▸ **What the exercise asks**
Nothing but the lines from the one that contains "Where can the blonde" through the end of the listing should appear, set down exactly.

▸ **Dataset content**
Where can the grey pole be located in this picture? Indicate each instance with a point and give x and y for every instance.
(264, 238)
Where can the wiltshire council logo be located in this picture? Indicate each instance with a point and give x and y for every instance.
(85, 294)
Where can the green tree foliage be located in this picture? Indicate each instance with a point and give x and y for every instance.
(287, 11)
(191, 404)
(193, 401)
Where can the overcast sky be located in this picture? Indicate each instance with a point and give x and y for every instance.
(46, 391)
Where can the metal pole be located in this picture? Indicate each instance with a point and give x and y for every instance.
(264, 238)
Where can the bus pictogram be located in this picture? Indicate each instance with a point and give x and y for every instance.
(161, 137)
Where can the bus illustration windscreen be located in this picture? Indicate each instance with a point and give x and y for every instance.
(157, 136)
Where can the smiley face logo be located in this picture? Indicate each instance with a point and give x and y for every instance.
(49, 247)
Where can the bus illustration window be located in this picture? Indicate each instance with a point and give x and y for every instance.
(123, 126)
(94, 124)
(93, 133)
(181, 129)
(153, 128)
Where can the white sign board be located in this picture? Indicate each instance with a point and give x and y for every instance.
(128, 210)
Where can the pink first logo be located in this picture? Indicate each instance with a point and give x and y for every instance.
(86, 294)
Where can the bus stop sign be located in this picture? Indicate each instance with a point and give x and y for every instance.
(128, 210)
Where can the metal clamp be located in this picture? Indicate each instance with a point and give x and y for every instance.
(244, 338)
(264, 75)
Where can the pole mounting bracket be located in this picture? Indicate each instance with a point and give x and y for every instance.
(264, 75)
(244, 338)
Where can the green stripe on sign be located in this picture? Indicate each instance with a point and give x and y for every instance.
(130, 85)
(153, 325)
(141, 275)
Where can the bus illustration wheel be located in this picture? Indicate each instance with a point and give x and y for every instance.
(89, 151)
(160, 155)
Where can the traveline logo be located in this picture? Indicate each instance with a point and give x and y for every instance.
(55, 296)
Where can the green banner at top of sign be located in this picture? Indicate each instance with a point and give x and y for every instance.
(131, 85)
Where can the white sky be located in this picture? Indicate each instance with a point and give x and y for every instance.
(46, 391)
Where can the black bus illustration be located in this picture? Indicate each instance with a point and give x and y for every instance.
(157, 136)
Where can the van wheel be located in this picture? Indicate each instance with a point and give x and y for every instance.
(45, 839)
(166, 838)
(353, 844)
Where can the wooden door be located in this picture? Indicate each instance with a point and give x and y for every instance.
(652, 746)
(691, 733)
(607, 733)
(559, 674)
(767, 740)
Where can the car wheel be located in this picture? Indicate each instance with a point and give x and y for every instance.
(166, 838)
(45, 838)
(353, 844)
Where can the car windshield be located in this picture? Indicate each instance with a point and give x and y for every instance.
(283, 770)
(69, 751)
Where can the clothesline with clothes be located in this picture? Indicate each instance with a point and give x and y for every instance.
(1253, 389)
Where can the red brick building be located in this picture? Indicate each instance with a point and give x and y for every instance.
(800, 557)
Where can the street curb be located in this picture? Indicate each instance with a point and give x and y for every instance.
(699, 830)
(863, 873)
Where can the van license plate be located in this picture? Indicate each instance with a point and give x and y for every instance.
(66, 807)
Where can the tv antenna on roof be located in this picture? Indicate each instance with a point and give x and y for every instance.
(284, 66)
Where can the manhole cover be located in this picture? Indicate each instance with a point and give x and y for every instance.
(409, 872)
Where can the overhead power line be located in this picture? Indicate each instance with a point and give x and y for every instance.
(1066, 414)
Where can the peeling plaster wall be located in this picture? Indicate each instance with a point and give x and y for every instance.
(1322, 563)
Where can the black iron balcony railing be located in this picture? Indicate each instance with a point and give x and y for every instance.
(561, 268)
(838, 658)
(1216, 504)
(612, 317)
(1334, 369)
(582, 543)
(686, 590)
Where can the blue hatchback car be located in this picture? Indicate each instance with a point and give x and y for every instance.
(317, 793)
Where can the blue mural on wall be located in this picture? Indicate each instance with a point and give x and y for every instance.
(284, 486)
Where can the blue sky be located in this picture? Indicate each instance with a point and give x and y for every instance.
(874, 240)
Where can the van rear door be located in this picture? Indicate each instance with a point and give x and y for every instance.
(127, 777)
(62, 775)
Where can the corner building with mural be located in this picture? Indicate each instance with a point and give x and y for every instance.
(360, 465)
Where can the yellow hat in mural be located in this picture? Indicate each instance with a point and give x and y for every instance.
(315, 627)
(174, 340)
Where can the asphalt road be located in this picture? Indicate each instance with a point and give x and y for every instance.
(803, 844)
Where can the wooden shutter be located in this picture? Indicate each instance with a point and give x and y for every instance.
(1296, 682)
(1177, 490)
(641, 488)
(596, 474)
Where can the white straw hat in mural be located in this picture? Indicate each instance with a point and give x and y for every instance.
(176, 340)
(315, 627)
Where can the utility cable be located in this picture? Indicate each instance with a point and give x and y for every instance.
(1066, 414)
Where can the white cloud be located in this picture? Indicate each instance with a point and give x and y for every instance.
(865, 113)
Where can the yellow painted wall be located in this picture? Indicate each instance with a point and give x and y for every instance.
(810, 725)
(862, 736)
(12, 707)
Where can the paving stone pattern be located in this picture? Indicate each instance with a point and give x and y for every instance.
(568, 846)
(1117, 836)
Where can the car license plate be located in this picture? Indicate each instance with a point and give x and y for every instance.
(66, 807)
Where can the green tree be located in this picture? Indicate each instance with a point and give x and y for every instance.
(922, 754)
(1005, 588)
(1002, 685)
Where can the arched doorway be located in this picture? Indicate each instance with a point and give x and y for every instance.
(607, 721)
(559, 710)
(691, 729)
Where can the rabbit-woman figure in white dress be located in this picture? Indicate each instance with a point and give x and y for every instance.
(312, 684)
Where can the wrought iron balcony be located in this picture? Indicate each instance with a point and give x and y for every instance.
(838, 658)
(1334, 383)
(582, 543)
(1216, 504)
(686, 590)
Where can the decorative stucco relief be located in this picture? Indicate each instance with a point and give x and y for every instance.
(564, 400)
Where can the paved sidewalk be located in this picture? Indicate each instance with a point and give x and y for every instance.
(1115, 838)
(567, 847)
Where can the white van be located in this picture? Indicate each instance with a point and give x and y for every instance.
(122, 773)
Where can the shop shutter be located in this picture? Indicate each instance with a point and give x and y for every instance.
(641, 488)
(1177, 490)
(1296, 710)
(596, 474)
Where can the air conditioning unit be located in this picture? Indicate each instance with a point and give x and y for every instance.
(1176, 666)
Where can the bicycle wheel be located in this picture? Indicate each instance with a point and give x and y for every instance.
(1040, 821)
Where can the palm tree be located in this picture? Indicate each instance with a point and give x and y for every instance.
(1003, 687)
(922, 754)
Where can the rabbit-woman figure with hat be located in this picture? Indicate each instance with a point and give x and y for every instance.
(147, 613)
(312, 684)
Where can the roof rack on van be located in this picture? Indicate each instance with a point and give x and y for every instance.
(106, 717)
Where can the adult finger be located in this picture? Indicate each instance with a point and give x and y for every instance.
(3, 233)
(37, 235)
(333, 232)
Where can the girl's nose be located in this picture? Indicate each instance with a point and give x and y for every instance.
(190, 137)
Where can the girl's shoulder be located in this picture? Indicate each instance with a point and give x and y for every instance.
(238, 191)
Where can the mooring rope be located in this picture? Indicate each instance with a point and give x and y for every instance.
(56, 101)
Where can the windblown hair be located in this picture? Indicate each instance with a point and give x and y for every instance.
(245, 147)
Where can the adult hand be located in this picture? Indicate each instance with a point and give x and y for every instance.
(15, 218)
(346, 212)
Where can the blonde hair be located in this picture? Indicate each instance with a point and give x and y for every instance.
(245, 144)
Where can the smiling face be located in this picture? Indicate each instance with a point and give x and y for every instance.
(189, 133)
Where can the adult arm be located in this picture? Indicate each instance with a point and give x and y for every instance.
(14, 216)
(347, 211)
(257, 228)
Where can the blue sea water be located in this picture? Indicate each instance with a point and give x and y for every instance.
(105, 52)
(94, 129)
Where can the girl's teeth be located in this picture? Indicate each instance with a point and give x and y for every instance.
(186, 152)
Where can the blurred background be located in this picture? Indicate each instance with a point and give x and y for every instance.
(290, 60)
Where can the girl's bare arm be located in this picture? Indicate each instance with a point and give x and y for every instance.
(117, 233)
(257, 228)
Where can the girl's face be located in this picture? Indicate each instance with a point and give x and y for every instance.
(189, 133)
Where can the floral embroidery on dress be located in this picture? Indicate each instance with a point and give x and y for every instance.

▸ **Answer to this exercise**
Where can the blonde hair be located in this picture? Indicate each instance with a point and give x and y for every instance.
(245, 144)
Where can the smiling face be located in this picture? Indicate each instance with a point and give x and y for every instance.
(189, 133)
Where can the adult arm be located in this picture? Indicate each instance with a point and give x and y for every instance.
(14, 216)
(347, 211)
(257, 228)
Where can the blue sea water be located in this picture? Indicate each instance with a point and give x and y for every instance.
(105, 52)
(94, 129)
Where can the girl's teeth be located in this picture? Indicate each instance with a point and give x and y for every instance.
(186, 152)
Where can the blurred background be located in this picture? Indicate each instance with a point and give x and y for every instance.
(290, 60)
Where can the girl's bare arm be located in this picture? Indicate each instance with a point and give x and y for every instance.
(117, 233)
(257, 228)
Where can the girl's face be located in this picture? Indicate each instance with a point and give x and y for every instance.
(189, 133)
Where can the floral embroidery on dress be located in this picture? Indicate each instance with a point and give x and y for every instance.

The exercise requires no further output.